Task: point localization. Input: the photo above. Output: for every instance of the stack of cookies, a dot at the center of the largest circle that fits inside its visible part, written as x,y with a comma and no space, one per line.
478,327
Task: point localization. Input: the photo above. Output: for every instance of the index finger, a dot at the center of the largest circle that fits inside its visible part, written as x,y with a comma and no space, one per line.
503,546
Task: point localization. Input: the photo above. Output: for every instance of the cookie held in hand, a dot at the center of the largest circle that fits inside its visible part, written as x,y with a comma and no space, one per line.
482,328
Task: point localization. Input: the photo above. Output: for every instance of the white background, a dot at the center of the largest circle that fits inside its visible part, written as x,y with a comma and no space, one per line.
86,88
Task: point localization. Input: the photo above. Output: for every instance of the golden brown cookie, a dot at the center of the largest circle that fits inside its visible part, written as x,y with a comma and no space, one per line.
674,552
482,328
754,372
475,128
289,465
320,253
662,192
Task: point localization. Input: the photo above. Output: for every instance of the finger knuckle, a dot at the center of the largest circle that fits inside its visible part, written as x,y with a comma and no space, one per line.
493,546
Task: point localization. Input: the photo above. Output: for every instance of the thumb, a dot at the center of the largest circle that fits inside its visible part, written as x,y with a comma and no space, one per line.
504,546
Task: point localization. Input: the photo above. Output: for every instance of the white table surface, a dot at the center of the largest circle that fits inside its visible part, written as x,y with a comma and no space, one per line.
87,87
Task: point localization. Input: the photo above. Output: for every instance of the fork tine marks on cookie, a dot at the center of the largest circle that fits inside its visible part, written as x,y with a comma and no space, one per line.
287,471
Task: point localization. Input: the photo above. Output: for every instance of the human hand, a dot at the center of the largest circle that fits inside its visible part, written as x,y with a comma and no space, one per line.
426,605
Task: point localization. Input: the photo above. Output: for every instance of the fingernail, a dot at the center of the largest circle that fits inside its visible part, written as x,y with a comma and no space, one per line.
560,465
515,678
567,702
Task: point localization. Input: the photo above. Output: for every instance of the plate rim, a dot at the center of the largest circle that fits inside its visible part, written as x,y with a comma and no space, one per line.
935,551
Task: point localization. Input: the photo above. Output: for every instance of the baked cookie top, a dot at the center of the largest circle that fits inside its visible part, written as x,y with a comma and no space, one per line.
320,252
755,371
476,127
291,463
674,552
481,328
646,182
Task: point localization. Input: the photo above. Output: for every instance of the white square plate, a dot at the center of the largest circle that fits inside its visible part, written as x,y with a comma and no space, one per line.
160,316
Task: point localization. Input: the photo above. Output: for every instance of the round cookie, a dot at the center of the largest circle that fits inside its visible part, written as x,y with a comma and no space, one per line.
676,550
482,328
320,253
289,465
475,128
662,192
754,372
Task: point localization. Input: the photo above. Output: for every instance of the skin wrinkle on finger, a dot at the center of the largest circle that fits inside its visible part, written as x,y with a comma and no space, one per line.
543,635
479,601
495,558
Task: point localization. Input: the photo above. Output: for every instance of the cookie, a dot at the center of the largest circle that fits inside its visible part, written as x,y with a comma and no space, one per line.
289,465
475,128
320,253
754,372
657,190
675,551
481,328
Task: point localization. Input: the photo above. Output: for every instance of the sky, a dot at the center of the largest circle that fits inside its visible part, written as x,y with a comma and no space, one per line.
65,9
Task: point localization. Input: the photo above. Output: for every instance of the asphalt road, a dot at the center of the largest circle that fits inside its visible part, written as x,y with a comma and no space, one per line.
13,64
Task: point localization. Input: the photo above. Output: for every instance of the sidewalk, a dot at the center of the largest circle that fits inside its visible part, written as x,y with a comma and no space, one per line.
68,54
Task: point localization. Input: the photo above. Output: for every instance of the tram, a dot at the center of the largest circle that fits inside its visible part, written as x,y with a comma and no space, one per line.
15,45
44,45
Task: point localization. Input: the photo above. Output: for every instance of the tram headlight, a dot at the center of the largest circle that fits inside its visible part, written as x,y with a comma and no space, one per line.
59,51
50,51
---*---
Give back each line above precisely as it stands.

» Output of the exercise:
Task: point localization. Input: the photo above. Output: for every instance of the stack of cookies, a dot at the center of the largest circle that fits inside its visible part, written as x,y with a comma and no space, one per line.
478,327
Task: point localization. Input: the photo above. Output: for every instance of the index finger, a dot at the center of the largest circle that fits inside its visible part, written as x,y with a comma and no space, one per line.
503,546
Task: point localization. Input: the photo above. Output: for every instance of the cookie held in hand, a dot at the center of the largest circle that fits inside its visible part, written as x,y with a comma and no space, one per line.
482,328
Task: point localization. Input: the photo above. Output: for every instance of the white background, a dot at the center of the largest circle that fits inside its visible part, written as x,y with a comma and no space, one per line.
86,88
Task: point localization. Input: the photo above. Output: for every instance of the golden brown cookie, a dot at the center of the largest circle that fits inside its visible part, written as x,y with a comma and no space, one per line.
674,552
482,328
754,372
475,128
289,465
320,253
662,192
Task: point localization. Input: the photo above. Output: for every instance of the finger knuckle, a dot at the center of the largest circle that fits inside its visible part, written as x,y with a comma and no space, one per line.
493,546
Task: point localization. Input: the photo above. Output: for every instance of the thumb, a dot at the center of the largest circle that fits inside its visible part, written as x,y with a comma and no space, one per line.
504,546
Task: point localization. Input: the photo above. Output: for every instance of the white table surface, a dot at the center of the largest circle that fits inside its visible part, written as x,y with a comma and no space, one per line.
87,87
Task: point localization. Input: the photo above. Output: for every instance of the fork tine marks on cookie, a dot at the center of the largest circle that fits inside its visible part, written as x,y with a comma and no space, one per line.
287,471
Task: point localization. Input: the photo above. Output: for every instance of the human hand, a dot at the center of the largest circle that fits inside its visible part, written as x,y with a comma and no space, one per line.
426,605
Task: point localization. Input: the photo above. Output: for every instance of the fingernail, a dot at the center of the largest circle that fits inside its visible part, written as x,y with a comma and no space, one per line.
560,465
515,678
567,702
Task: point localization. Input: the photo above. Output: for every instance of the plate rim, a dot at the center of the largest circle that fits inside its visible part, written as x,y with a comma and no space, one per line.
935,551
Task: point localization. Input: the photo above. Output: for every instance of the baked cookie top, a dot at the center of the largest circle that fits inside its visible part, written as x,y with a comma and no space, one per line.
320,252
755,371
476,127
291,463
674,552
481,328
646,182
Task: point localization. Input: the photo above. Output: for every instance of the white square plate, a dot at the center of the largest circle that fits inside its visible part, written as x,y with a comma and no space, one per line.
160,316
Task: point localization. Input: the photo above. Output: for every instance of the round cookie, a dot at the center of the largest circle that fits inside its visible part, written as x,y with a comma and no space, one per line.
676,550
482,328
320,253
289,465
475,128
662,192
754,372
Task: point localization. Input: the photo above. Output: for every instance of the skin wrinkle on finger, a dot at the center of the largest circle that fits inside its visible part, written as x,y with a comma and no space, one per line.
543,635
479,601
495,558
Task: point localization. Input: the photo above. Output: for every instance of the cookie, a dot at the center of the largest circle that fits inside its visible part, written as x,y with a comma and no space, one per line.
289,465
475,128
320,253
754,372
657,190
675,551
481,328
Task: point localization. Input: the photo above. Output: for every instance of the sky, a dot at the center of the largest circle that fits inside its visible part, written as x,y with a comma and no space, one per line.
65,9
Task: point localization. Input: the photo above. Output: for every instance of the asphalt road, a dot at the center of the largest circle that fits inside its visible part, written as x,y with a comma and no space, one per line.
13,64
Task: point localization. Input: the photo above. Output: for every instance of the sidewalk, a dot at the center of the largest circle that fits inside its visible part, written as x,y with a comma and no space, one per line.
68,54
Task: point localization. Input: the photo above. Output: for every instance of the tram, a dot at the center of the largest circle that fits inside its visible part, written as x,y with a comma and no space, one per line.
15,45
44,45
Task: point localization. Input: the photo above. Output: for every instance of the tram headlight, a dot at the center of the largest circle that fits inside its visible part, written as x,y with a comma and no space, one per line.
59,51
50,51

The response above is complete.